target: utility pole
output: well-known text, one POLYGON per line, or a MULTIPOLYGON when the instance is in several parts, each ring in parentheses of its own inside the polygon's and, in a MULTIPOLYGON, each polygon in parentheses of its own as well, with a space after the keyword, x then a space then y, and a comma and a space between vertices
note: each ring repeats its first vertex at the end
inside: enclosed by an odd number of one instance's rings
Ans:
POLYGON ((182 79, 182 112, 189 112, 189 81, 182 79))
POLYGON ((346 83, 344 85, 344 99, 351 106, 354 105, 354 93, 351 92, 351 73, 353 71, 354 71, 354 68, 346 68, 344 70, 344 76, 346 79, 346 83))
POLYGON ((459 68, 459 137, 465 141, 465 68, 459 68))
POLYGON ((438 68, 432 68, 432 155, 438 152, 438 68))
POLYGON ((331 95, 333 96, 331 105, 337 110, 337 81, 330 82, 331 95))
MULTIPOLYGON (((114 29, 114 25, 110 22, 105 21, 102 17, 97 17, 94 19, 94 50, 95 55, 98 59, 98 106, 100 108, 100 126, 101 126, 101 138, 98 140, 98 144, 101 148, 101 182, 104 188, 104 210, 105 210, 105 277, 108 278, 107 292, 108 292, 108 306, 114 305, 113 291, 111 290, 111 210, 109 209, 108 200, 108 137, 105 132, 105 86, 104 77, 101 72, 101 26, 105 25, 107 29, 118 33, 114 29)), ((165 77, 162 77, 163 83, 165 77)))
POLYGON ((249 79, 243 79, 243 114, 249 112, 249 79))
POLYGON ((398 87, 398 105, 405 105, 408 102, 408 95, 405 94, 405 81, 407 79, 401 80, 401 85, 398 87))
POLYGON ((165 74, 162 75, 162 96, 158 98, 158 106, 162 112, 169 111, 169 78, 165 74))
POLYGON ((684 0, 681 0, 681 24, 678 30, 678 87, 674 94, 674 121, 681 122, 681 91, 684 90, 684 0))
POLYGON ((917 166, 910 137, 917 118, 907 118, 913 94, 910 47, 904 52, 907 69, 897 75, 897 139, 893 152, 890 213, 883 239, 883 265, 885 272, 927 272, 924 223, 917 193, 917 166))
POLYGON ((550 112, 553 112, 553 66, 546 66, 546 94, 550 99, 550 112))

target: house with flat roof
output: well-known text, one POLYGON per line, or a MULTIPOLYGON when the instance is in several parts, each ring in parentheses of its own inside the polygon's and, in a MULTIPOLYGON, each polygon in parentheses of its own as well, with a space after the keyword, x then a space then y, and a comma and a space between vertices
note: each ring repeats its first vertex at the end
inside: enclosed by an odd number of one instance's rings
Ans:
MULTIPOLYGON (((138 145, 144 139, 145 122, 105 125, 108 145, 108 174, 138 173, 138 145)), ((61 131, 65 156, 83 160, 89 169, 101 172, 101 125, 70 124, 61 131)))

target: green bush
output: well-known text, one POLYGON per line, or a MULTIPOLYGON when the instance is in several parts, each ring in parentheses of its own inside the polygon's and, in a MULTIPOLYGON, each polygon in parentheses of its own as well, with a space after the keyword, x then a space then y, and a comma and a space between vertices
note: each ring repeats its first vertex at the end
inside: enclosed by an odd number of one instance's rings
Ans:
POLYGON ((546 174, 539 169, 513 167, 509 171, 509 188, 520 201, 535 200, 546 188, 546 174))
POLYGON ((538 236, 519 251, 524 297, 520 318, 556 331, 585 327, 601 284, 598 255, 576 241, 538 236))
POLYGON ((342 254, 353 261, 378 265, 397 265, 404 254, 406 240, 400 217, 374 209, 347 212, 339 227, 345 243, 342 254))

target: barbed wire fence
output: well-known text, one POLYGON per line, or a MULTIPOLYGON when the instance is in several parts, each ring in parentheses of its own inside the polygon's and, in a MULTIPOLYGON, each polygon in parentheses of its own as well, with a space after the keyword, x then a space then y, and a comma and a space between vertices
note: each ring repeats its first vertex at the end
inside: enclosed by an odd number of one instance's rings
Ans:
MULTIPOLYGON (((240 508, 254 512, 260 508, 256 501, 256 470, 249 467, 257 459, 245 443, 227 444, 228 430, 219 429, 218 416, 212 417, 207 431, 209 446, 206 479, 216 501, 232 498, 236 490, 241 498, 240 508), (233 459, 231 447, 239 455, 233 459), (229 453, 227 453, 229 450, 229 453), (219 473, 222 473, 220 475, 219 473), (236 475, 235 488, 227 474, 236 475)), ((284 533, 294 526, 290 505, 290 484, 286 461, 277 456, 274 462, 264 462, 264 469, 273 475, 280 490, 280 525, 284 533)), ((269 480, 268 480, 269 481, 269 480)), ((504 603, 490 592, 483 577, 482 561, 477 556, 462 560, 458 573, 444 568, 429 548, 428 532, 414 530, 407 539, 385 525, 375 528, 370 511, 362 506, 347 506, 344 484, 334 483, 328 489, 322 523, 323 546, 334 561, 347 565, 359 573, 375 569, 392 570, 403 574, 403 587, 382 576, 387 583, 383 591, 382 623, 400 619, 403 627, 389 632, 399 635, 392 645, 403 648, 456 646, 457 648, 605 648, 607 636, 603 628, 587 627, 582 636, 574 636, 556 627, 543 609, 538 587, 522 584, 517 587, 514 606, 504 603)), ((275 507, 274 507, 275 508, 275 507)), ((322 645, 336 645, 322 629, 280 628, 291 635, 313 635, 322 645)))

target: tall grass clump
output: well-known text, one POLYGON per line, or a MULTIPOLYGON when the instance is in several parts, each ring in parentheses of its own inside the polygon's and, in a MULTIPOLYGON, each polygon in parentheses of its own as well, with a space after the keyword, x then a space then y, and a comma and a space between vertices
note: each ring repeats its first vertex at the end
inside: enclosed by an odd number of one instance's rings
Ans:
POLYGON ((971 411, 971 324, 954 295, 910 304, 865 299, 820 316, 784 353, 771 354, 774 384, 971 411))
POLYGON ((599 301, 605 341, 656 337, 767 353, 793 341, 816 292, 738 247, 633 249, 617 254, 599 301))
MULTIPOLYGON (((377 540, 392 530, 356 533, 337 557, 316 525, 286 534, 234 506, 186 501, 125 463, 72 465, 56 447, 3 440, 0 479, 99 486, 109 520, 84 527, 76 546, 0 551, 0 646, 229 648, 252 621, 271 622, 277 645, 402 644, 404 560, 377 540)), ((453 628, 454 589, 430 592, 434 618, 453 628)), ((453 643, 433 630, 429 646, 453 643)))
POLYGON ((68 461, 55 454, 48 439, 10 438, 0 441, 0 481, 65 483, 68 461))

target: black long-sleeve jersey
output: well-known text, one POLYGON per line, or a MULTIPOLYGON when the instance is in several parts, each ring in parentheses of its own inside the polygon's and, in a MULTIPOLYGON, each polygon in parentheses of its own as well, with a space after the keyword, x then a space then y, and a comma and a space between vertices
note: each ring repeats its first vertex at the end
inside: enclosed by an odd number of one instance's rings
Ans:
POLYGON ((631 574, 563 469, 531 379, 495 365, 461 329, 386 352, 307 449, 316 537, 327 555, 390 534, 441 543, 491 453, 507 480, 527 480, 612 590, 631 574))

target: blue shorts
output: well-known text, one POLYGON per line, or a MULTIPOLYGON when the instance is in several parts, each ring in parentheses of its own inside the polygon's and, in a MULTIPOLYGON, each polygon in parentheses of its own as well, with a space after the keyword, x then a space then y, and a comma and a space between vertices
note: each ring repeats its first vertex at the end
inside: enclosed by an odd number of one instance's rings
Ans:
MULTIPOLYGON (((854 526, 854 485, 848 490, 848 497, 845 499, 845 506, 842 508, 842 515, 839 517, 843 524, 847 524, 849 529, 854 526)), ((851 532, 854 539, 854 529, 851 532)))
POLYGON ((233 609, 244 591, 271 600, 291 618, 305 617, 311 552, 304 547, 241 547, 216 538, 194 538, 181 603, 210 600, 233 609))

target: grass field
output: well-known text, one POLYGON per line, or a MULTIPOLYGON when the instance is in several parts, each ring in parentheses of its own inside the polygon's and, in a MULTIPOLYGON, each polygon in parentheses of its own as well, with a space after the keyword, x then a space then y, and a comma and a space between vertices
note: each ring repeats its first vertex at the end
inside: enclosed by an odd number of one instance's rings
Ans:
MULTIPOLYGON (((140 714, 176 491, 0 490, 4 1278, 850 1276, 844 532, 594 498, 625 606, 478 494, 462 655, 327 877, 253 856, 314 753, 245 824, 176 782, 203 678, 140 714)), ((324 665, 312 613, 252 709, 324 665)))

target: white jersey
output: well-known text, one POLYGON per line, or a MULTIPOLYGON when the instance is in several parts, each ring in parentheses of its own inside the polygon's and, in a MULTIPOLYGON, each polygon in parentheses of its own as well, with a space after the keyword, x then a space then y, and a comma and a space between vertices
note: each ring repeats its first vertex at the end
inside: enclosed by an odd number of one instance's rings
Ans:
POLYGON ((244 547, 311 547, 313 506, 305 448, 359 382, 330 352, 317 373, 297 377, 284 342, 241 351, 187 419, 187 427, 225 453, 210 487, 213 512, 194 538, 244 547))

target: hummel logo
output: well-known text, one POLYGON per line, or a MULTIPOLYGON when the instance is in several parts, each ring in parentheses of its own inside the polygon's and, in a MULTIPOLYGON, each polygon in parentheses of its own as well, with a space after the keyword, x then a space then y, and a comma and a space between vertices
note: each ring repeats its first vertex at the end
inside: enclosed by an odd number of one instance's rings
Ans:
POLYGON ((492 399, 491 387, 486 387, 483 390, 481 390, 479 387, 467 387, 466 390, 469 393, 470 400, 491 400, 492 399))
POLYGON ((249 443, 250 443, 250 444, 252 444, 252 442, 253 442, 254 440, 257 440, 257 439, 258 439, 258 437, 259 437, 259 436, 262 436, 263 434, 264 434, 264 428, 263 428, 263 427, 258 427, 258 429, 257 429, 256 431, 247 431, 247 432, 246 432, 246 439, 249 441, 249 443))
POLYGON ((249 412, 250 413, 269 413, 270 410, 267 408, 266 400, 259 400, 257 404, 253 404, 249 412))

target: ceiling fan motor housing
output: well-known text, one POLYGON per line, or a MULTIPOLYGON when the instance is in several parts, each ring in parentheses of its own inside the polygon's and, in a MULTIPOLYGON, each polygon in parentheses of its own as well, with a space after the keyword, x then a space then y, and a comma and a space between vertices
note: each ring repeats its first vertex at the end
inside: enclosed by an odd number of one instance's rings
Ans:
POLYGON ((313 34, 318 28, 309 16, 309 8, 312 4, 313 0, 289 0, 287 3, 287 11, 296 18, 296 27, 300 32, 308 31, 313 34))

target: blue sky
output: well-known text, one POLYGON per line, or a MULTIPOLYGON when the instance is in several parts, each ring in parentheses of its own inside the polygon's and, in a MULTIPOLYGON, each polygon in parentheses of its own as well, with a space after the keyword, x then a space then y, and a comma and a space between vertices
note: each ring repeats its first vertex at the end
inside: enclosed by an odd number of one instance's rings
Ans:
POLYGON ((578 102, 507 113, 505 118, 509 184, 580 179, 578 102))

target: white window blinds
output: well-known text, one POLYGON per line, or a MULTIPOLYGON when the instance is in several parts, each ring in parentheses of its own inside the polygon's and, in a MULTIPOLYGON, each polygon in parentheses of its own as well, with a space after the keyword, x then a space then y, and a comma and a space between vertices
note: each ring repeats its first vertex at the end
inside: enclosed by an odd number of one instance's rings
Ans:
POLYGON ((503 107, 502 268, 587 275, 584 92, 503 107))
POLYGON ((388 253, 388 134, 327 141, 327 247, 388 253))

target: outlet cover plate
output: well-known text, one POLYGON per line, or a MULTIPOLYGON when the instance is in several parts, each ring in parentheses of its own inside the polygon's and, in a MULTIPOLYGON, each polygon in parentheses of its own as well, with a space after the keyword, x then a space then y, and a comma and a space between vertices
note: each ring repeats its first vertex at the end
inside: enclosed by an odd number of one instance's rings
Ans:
────────────────
The word "white" may appear on some lines of these records; state how many such lines there are, and nothing else.

* Answer section
2